>>>

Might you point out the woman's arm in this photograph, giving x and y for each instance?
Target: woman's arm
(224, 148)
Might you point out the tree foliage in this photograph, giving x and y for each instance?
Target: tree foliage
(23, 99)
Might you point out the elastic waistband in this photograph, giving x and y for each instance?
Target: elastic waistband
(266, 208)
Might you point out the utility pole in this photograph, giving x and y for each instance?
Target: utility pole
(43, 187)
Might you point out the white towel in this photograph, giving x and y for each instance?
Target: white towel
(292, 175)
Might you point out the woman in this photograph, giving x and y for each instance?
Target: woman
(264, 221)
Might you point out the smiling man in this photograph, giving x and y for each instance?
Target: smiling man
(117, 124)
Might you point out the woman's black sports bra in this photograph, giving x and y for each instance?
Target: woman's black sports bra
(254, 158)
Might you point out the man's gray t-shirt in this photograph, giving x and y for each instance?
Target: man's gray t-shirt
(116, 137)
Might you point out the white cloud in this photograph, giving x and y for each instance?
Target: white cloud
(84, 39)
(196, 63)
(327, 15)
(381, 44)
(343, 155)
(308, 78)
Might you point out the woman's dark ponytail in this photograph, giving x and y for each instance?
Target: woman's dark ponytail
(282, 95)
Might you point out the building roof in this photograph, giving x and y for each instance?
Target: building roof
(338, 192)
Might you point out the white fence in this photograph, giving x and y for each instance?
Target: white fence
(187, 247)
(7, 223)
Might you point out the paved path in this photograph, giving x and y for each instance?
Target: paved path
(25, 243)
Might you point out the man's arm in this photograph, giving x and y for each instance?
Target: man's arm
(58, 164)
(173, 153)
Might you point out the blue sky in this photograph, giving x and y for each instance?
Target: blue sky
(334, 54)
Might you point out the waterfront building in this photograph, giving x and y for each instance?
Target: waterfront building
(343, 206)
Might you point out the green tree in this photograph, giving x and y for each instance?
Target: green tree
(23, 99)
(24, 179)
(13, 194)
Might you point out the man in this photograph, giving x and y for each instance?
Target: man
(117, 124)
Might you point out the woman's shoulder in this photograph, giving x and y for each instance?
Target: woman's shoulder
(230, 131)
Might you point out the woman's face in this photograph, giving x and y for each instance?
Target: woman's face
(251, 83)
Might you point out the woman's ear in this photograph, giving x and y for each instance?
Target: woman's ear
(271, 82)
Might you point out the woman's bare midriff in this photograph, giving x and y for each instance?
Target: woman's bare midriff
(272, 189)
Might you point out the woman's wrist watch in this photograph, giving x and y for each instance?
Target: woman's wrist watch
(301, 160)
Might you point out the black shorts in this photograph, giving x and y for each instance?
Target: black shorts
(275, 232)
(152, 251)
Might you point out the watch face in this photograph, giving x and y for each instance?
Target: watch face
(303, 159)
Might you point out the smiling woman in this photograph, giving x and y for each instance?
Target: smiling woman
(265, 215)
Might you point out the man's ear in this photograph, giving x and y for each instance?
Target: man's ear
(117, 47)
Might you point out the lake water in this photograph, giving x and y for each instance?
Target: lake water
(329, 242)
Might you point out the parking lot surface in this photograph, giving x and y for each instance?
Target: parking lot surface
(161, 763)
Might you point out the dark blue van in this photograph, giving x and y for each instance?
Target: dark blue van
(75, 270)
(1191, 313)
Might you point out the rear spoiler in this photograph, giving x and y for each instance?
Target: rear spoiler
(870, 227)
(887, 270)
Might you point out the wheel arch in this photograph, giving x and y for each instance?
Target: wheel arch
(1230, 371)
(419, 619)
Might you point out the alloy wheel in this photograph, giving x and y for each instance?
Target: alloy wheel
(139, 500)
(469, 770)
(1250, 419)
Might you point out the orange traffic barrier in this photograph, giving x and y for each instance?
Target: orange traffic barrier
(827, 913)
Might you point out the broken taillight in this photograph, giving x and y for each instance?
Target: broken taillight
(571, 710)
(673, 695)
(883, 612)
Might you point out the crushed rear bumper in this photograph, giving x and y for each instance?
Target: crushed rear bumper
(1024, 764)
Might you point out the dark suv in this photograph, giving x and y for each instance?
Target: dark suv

<<<

◆ **Task instructions**
Exactly as they appear above, output the lines of the data from the first through the one that contains "Might you point out the woman's dark", and only those lines.

◆ **Output**
Might you point out the woman's arm in this photograph, giving x and y for each instance?
Target: woman's arm
(224, 148)
Might you point out the tree foliage in this photograph, giving x and y for each instance?
Target: tree foliage
(23, 99)
Might you point out the elastic waistband in this photograph, giving x and y for each instance?
Target: elastic waistband
(266, 208)
Might you point out the utility pole in this photograph, giving x and y for each instance?
Target: utility pole
(43, 187)
Might you point out the white towel in this photograph, giving x and y for each instance?
Target: white towel
(292, 175)
Might you point out the woman in this photograph, giving x and y for each instance?
Target: woman
(264, 221)
Might you point out the smiling man in this photograph, giving x and y for each instance?
Target: smiling man
(117, 124)
Might you point out the woman's black sports bra in this photograph, giving x and y for each instance?
Target: woman's black sports bra
(254, 158)
Might you point out the man's gray t-shirt in this photograph, giving x and y for each instance?
Target: man's gray t-shirt
(116, 137)
Might you point out the white cloud in this photograph, giving x and y for each instance?
Target: white cloud
(84, 39)
(196, 63)
(327, 15)
(381, 44)
(343, 155)
(308, 78)
Might you point out the woman's dark ponytail in this photograph, giving x and y for each instance?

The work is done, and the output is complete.